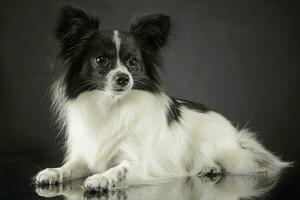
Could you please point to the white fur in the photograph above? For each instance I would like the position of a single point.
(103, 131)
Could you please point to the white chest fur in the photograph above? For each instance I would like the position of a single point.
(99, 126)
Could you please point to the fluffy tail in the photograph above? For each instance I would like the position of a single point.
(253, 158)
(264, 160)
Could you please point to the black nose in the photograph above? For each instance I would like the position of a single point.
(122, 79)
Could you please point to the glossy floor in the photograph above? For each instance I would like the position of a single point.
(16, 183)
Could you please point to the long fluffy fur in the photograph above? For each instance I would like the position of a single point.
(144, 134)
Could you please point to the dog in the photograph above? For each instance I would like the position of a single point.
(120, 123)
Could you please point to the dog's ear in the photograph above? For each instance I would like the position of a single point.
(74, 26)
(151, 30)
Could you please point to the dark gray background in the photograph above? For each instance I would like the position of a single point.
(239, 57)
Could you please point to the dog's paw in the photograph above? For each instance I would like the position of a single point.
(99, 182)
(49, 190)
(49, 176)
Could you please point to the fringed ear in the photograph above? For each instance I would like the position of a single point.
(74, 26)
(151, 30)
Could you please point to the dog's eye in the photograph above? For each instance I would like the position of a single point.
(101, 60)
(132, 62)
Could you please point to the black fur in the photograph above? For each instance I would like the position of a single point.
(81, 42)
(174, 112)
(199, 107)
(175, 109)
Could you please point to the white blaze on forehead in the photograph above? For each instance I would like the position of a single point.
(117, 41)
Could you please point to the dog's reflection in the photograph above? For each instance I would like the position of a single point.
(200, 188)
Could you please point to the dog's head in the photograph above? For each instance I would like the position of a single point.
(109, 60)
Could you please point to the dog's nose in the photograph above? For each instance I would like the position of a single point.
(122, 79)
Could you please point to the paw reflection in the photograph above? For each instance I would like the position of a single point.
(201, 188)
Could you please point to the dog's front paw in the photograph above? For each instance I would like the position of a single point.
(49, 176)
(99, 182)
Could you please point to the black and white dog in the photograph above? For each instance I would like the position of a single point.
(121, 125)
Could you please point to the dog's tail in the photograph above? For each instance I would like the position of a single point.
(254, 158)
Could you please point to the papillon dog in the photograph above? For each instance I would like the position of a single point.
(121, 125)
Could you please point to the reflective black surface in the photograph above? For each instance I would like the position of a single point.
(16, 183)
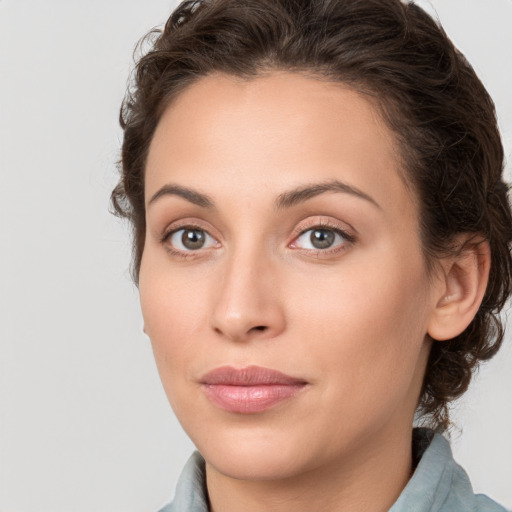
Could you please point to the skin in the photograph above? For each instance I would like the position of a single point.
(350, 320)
---
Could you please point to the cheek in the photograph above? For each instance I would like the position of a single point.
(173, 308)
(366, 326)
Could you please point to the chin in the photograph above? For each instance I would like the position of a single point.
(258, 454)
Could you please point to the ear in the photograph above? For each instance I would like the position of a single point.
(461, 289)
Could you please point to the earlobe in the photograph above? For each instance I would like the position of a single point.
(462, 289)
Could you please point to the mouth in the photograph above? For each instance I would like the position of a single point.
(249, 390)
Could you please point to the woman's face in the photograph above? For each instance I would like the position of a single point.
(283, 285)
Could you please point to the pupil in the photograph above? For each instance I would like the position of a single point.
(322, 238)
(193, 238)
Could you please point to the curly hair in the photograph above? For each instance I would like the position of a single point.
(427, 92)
* * *
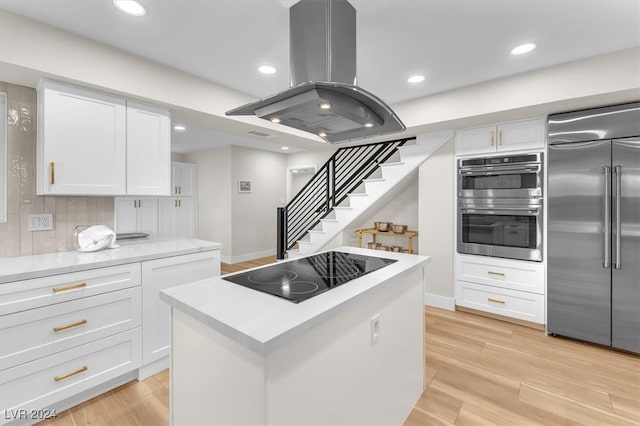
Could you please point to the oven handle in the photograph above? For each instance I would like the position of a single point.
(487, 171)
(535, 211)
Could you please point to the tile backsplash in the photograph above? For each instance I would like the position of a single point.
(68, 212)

__SCOPO DEL COMPITO__
Determini in quante delle righe riportate sopra compare la parola "tail" e indichi soltanto il numero.

__SOLUZIONE DEL PROBLEMA__
2